_Work instruction_. Could you print out every entry, character for character?

(Records drawn from a dataset)
'''

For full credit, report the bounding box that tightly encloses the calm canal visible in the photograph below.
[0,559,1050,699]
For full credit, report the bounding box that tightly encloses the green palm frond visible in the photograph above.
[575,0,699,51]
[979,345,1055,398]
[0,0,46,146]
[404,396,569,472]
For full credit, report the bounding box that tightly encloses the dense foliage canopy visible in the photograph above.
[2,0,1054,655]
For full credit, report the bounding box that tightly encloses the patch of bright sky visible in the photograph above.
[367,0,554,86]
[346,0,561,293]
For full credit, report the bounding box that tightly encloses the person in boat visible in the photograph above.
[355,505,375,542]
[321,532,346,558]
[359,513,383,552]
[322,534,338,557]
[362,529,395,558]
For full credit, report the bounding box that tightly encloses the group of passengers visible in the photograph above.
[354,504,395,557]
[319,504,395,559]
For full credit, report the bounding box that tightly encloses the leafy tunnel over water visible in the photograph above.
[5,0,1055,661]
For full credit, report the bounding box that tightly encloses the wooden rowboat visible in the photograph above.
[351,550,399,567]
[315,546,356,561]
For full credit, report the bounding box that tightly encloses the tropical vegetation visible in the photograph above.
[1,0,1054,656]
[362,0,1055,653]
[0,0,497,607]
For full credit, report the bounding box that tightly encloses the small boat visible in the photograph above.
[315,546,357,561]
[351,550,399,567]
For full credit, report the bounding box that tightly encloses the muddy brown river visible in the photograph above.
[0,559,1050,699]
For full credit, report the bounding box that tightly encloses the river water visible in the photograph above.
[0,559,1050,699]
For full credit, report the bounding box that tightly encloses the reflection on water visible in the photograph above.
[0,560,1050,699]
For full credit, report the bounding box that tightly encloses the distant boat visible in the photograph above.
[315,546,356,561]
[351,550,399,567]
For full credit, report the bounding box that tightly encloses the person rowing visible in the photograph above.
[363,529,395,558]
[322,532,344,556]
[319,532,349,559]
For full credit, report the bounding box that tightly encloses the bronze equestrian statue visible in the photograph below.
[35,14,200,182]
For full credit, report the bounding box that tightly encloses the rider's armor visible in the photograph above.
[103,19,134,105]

'''

_Result below_.
For full credit, report the bounding box that tightly encloses the calm canal visible in the photograph below.
[0,559,1050,699]
For full credit, report the bounding box that tightly encloses the green palm frond visible in the photograph above.
[575,0,699,51]
[979,345,1055,398]
[0,0,46,146]
[404,396,569,472]
For full credit, report the bounding box that tightly encloses the dense foliage canopy visible in the photograph above.
[2,0,1054,655]
For full credit, report the bounding box that tightly encloses the patch of bright sky visible in the photograph above.
[367,0,554,86]
[346,0,561,293]
For full credit, report the bounding box that tightly encloses the person in boat visible in the photograph above.
[355,505,375,542]
[321,532,346,558]
[359,513,383,552]
[322,534,338,557]
[362,529,395,558]
For full credit, report the bounding box that tightly encloses the group of passengers visible in the photograph above.
[354,504,395,557]
[319,504,395,559]
For full credit, report the bounding box that tightly encloses the leafy tunnel over water visible in the photograph above.
[5,0,1055,661]
For full credit, report the bounding box that tightly encloses the wooden rowboat visible in the photograph above.
[351,550,399,567]
[315,546,356,561]
For full credit, report the bounding box that tightly encloses the tropical vegetation visible in the photograph above.
[1,0,1054,656]
[362,0,1055,653]
[0,0,497,607]
For full credit, report the bounding box that tightly encloses the small boat visible in the photograph above.
[315,546,357,561]
[351,550,399,567]
For full credit, report the bounding box that tightly encloses the muddy brown river visible in the photograph above.
[0,559,1050,699]
For full credit, report the bounding box that tightly encloses the river water visible in the photograph above.
[0,559,1050,699]
For full credit, report the bounding box that tightly encloses the reflection on water visible in the photograph above.
[0,560,1050,699]
For full credit, report the bounding box that tightly encloses the distant boat visible in the photograph above.
[315,546,356,561]
[351,550,399,567]
For full credit, report the bounding box that tightly encloses the person rowing visible in the photograph above.
[363,529,395,558]
[322,532,344,556]
[319,532,349,559]
For full credit, report the bounding box that tightly encloses the bronze equestrian statue visible in the photograph below.
[35,14,200,182]
For full credit, report the bounding box that tightly encloses the rider's armor visible in the photograph above.
[103,19,134,105]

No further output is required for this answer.